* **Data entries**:

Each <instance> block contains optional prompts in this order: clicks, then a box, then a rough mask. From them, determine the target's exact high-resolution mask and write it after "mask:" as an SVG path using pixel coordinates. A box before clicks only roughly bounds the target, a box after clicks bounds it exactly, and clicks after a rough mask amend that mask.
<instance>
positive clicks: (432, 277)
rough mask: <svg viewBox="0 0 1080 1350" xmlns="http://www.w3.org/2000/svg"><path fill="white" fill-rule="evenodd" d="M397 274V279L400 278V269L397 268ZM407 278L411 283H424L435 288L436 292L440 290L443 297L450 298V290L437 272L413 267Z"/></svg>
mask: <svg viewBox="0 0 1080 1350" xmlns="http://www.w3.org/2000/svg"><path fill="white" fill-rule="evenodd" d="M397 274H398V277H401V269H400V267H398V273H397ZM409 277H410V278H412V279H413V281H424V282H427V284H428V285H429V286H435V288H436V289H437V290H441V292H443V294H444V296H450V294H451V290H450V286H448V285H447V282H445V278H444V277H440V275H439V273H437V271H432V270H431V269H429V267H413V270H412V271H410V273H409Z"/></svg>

* **Exercise prompt**:
Filter the records down to the lines containing the word "instance", and copy those.

* **Solution to the problem**:
Each <instance> block contains optional prompts in this order: clicks, then a box, then a rough mask. From them, determine the target's exact high-resolution mask and write it after "mask:" as an SVG path using pixel coordinates. A box before clicks only roughly bounds the target, a box after clicks bounds it exactly, and clicks after a rough mask amend that mask.
<instance>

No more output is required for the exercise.